··· Estratto del documento

Atenei in piazza contro la Riforma
la rabbia di studenti e ricercatori
La commissione di garanzia sugli scioperi chiede la lista dei ricercatori
che si dicono indisponibili all'insegnamento.
Molti rettori hanno detto no.
E giovedì la riforma universitaria alla Camera per l'approvazione finale.
12 ottobre 2010 SALVO INTRAVAIA

UNIVERSITA' in piazza contro la riforma Gelmini. Mentre la commissione di Garanzia sugli scioperi chiede ai rettori la lista dei ricercatori che si sono dichiarati indisponibili all'insegnamento e le l'avvio delle lezioni viene rinviato quasi dappertutto, la riforma del sistema universitario italiano approda alla Camera per l'approvazione finale. E, dopo le prime manifestazioni indette dai ricercatori della Rete29aprile e dagli studenti dell'Unione degli universitari, della Federazione degli studenti e della Run (Rete universitaria nazionale), la protesta si ora allarga.

······
··· Elenco fornito

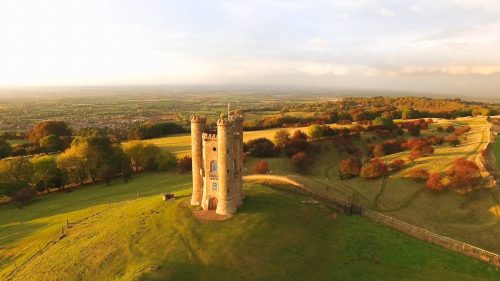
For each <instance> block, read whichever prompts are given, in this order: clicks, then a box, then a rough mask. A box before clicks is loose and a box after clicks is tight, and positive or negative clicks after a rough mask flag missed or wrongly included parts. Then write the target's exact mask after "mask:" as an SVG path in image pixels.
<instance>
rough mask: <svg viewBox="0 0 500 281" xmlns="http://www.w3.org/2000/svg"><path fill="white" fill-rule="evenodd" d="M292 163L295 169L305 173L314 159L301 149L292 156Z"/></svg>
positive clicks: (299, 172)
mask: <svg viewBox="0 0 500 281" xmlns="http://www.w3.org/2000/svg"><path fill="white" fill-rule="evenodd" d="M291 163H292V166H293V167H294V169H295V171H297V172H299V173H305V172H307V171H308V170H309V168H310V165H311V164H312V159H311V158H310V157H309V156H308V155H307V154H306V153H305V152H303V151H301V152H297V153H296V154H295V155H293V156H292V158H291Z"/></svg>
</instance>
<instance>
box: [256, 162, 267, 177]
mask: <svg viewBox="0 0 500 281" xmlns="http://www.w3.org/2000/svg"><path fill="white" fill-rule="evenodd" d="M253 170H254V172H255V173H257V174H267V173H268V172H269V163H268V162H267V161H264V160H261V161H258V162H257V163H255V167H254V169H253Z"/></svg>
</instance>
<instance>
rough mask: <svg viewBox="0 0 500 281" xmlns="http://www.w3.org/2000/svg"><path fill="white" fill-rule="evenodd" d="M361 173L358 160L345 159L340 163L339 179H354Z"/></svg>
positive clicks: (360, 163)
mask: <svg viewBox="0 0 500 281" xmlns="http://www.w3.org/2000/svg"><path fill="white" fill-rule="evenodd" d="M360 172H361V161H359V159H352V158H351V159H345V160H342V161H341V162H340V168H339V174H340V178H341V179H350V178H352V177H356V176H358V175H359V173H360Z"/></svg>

······

■ **Completa quanto segue**:
1 - Secondo l'articolo sulla riforma universitaria, che cosa chiede ai rettori la commissione di garanzia sugli scioperi?
2 - Scrivi il seguito dell'articolo sulla riforma universitaria, riprendendo dopo l'ultima frase riportata.
L'elenco è materiale a sé stante, separato dall'articolo.

■ **Risultati per attività**:
1 - La lista dei ricercatori che si sono dichiarati indisponibili all'insegnamento.

2 -
Dopodomani, giovedì 14 ottobre, finita la discussione in commissione Cultura, il testo passerà a Montecitorio. Per la stessa data, studenti, ricercatori e professori universitari di quasi tutte le sigle sindacali e associazioni (Adi, Adu, Andu, Cisal, Cisl-Università, Cnru, Cnu, Flc Cgil, Link-Coordinamento universitario, Rdb-Usb, Rete 29 aprile, Snals università, Sun, Udu Ugl università e ricerca, Uilpa-UR) daranno vita ad un sit-in di protesta a partire dalle ore 10 proprio davanti alla Camera dei deputati.

Intanto, il fronte dei ricercatori ribelli si allarga e supera il 50 per cento. Per questa ragione e per la prospettiva di essere costretti a rinviare l'avvio delle lezioni la commissione di garanzia sull'applicazione della legge sul diritto di sciopero, lo scorso 5 ottobre ha inviato una lettera ai rettori in cui si chiede di sapere se il rifiuto dei ricercatori di salire in cattedra sia successivo alla formale accettazione dell'incarico di insegnamento o se la manifestazione di indisponibilità sia preventivo. Ma non solo: la Commissione intende conoscere anche le eventuali forme di protesta dei prof di prima e seconda fascia. Ma alcuni rettori hanno già risposto picche.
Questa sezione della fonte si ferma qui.